> _Metin bloğu_:

Temel hakların güvence altına alındığı, parlamenter bir demokrasiden yana olan ve meşruti yönetime geçiş için mücadele veren Namık Kemal Yeni Osmanlılar örgütünün üyeleri arasında yer alır. Birinci Jön Türkler olarak da anılan Yeni Osmanlılar, ilk kez “vatan”, “millet”, “hürriyet”, “eşitlik”, “meşrutiyet”, “birey hakları” kavramlarını gündeme getirmiştir.

Genellikle baskıcı yönetime başkaldırmış bir “vatan ve hürriyet şairi” diye anılan ve “zindandan şiirler söyleyen” bir sanatçı imgesine sahip olan Namık Kemal’in dönemin aydınları arasında seçkin bir yeri vardır. Kemal her şeyden önce bir düşünce ve eylem adamıdır. Bu nedenle, gazeteciliği, edebiyatı ve tiyatroyu, meşrutiyet ve çağdaşlaşma ülküsü doğrultusunda birer araç olarak görmüş ve kullanmıştır.

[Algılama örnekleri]
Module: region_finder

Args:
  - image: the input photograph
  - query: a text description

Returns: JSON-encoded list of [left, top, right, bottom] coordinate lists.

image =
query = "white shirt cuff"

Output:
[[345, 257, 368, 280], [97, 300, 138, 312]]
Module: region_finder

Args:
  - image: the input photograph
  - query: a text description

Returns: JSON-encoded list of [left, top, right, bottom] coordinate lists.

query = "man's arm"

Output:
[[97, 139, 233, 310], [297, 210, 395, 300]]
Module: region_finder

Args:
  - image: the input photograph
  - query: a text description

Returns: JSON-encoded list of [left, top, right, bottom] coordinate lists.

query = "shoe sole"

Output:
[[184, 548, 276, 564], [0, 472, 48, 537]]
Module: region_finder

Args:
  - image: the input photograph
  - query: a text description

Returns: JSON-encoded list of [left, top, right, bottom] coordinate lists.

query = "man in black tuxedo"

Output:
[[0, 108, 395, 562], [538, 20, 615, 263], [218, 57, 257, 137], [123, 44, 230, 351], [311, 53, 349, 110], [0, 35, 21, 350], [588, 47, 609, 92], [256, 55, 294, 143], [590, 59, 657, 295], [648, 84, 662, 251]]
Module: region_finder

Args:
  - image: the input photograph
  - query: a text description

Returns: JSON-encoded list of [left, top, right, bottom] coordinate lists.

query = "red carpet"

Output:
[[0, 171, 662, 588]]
...
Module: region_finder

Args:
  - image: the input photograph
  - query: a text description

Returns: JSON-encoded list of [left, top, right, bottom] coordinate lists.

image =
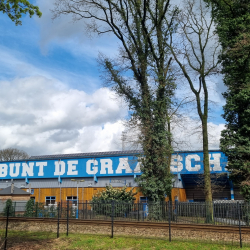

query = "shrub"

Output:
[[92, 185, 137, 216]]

> _Verilen görev 1_:
Namık Kemal hakkındaki metinden "Temel hakların güvence" ifadesiyle başlayıp "kavramlarını gündeme getirmiştir." ifadesine kadar, bu ifade de dahil olmak üzere, ilgili bölümü olduğu gibi çıkarır mısınız?
> _Verilen görev 2_:
Namık Kemal hakkındaki metinde geçen “Kemal her şeyden önce bir düşünce ve eylem adamıdır.” cümlesi İngilizceye nasıl çevrilir?
> _Verilen görev 3_:
Namık Kemal hakkındaki metni, son cümlesinden sonra devam ettirir misiniz?

> _Alıştırma sonucu 1_:
Temel hakların güvence altına alındığı, parlamenter bir demokrasiden yana olan ve meşruti yönetime geçiş için mücadele veren Namık Kemal Yeni Osmanlılar örgütünün üyeleri arasında yer alır. Birinci Jön Türkler olarak da anılan Yeni Osmanlılar, ilk kez “vatan”, “millet”, “hürriyet”, “eşitlik”, “meşrutiyet”, “birey hakları” kavramlarını gündeme getirmiştir.

> _Alıştırma sonucu 2_:
Kemal is, above all, a man of thought and action.

> _Alıştırma sonucu 3_:
Namık Kemal, geliştirdiği fikirlerle, Fransız aydınlanmasının demokratik-liberal görüşlerini; özellikle de Locke’un “doğal haklar” ve Rousseau’nun “toplum sözleşmesi” fikirlerini İslamlaştırmaya, başka bir deyişle, bu görüşlerle İslam siyaset kuramından bir sentez gerçekleştirmeye çalışmıştır.

Namık Kemal, “hürriyet” fikrini benimsemekle bir yandan Meşrutiyet’i savunurken, bir yandan da bu kavramı temel bir birey hakkı olarak sunmuş ve Türkiye’de insan haklarının bayraktarlığını yapmıştır. Hürriyetin toplumsal biçimini vatanın ve milletin bağımsızlığı olarak tanımlayan Kemal, bağımsızlığın ancak güçlü bir devlet tarafından korunabileceğini düşünür.

Namık Kemal, siyasal alanda Batı düşüncesini benimserken, günlük yaşamda da Batılı yaşam biçiminin uygulanmasından yana olmuş; eğitime özel bir önem verilmesini, ailelerin kızlarını satmayıp sevebilecekleri ya da sevdikleri erkeklerle evlendirmelerini, kadınlara eşit haklar verilmesini savunmuştur.

Akif Bey

İlk Basım Yılı: 1874.

Yazılış Yeri: Magosa

Oyunun Konusu ve Özeti

 Oyunun başlıca kişileri bir savaş gemisinin süvarisi olan Akif Bey, karısı Dilruba, arkadaşı Şahin Bey, babası Süleyman Kaptan, Akif’in ölüm haberi gelince Dilruba ile evlenen Esat Bey’dir.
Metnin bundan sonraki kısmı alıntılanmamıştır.